Records shown:
○ ○ ○
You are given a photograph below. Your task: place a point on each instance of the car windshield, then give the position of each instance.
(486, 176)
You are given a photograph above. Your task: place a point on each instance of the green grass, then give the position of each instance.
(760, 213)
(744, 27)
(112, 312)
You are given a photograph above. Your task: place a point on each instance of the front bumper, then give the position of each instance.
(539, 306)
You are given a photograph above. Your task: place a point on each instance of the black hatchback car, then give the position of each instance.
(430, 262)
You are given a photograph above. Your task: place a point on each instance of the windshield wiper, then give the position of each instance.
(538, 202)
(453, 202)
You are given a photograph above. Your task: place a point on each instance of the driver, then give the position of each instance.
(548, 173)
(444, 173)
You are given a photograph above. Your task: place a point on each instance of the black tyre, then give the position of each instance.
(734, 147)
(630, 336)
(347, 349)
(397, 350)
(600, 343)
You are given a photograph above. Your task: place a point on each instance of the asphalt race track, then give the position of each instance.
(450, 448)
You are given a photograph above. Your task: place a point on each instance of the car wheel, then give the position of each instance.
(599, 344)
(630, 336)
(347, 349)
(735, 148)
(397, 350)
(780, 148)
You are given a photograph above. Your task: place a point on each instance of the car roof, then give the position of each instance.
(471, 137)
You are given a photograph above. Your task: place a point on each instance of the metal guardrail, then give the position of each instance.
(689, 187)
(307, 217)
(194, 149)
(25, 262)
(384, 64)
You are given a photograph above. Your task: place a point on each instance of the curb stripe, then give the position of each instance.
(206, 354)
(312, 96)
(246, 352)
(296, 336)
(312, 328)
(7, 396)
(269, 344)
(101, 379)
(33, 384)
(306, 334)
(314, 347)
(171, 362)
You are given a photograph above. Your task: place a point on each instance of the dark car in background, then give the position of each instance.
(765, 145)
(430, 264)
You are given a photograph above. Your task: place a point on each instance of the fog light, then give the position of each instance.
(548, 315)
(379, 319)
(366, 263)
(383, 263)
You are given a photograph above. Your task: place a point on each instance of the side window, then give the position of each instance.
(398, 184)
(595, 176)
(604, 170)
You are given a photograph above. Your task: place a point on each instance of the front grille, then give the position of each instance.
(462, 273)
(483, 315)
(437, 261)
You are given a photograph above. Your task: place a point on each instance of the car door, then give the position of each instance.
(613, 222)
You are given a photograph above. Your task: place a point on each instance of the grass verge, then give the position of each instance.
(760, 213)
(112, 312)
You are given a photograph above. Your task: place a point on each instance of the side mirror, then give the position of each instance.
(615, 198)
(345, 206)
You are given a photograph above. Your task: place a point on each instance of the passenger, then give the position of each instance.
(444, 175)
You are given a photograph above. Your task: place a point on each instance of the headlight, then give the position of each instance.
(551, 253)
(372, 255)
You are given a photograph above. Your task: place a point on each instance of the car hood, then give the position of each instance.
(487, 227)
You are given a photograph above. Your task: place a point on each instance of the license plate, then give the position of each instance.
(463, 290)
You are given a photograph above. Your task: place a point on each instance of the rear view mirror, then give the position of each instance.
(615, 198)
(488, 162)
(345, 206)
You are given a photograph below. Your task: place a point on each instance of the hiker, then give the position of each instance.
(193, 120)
○ ○ ○
Exercise directions: Change "photograph" to "image" throughout the entries above, and reproduce every line otherwise unchanged.

Solution to this exercise:
You are given a image below. Your task: place a point on each instance of the car windshield, then give the position of each instance.
(486, 176)
You are given a image above. Your task: place a point on each instance of the green grass, then give the position of each instance.
(760, 213)
(744, 27)
(112, 312)
You are given a image above. Your task: place a point on each instance of the front bumper, then give the position of each instance.
(539, 306)
You are given a image above. Your task: place a point on each instance of the black hatchback car, then give the position of each instance.
(430, 262)
You are given a image above. Your task: place a point on each instance of the windshield wiper, then give the position of each instance.
(538, 202)
(453, 202)
You are given a image above. Your task: place a point on each instance of the driver, then give the position of each instance.
(548, 173)
(444, 173)
You are given a image above. Your task: place a point on each instance of the black tyre, then give the position of each instance.
(734, 147)
(630, 336)
(347, 349)
(397, 350)
(600, 343)
You are given a image above. Your task: place a point on each instance of the asphalt race track, then give the position of each instance.
(450, 448)
You are given a image above. Your task: place a point on each instance of the car wheel, then give the position of each instance.
(599, 344)
(630, 336)
(347, 349)
(735, 148)
(397, 350)
(780, 148)
You are given a image above. Your task: place a point on each instance of the car roof, then give the position of each instance.
(471, 137)
You are given a image above. Your task: place a point on each instance of the metal guardrail, then give the position of each instance.
(689, 187)
(307, 217)
(194, 149)
(25, 262)
(384, 64)
You are given a image above. Your task: place a point on each instance of the curb stripe, then give the position of each instance.
(206, 354)
(312, 96)
(246, 352)
(296, 336)
(312, 328)
(7, 396)
(269, 344)
(101, 379)
(33, 384)
(306, 334)
(314, 347)
(171, 362)
You are given a image above. Your task: place a point on each instance of the dark car in background, then give the position of each instance.
(765, 145)
(430, 264)
You are given a image above. Your task: place a point on each instance of the fog light, then give the position of each instance.
(548, 315)
(379, 319)
(366, 263)
(383, 263)
You are given a image above. Your task: place a point on each instance of the side window, then give the position of each instance.
(398, 184)
(595, 176)
(604, 170)
You are given a image above. Your task: place a point on each instance of the front grille, then give the position of each instance.
(462, 273)
(483, 315)
(437, 261)
You are given a image above. Your task: place a point on each instance of the car door, then give the position of each instance.
(613, 222)
You are given a image above. Your task: place a point on each instance of the grass verge, then give the position of each instance.
(760, 213)
(112, 312)
You are given a image above. Your task: place a point on each instance of the side mirror, then give the position of each instance.
(615, 198)
(345, 206)
You are given a image above. Your task: place a point on each instance of the passenger, then give the position of each instance.
(444, 175)
You are given a image above. Your task: place a point on each instance of the headlight, then give the position of each instance.
(551, 253)
(372, 255)
You are given a image above. Your task: place a point on each instance of the car hood, then give the position of each instance.
(487, 227)
You are given a image above. Your task: place a point on each instance of the license plate, then give the position of each instance.
(463, 290)
You are given a image above. Your task: place a point on each instance of the rear view mirror, then give the position of each instance.
(615, 198)
(488, 162)
(345, 206)
You are given a image below. Your task: place a point on each instance of the hiker, then give the position of each instance.
(193, 120)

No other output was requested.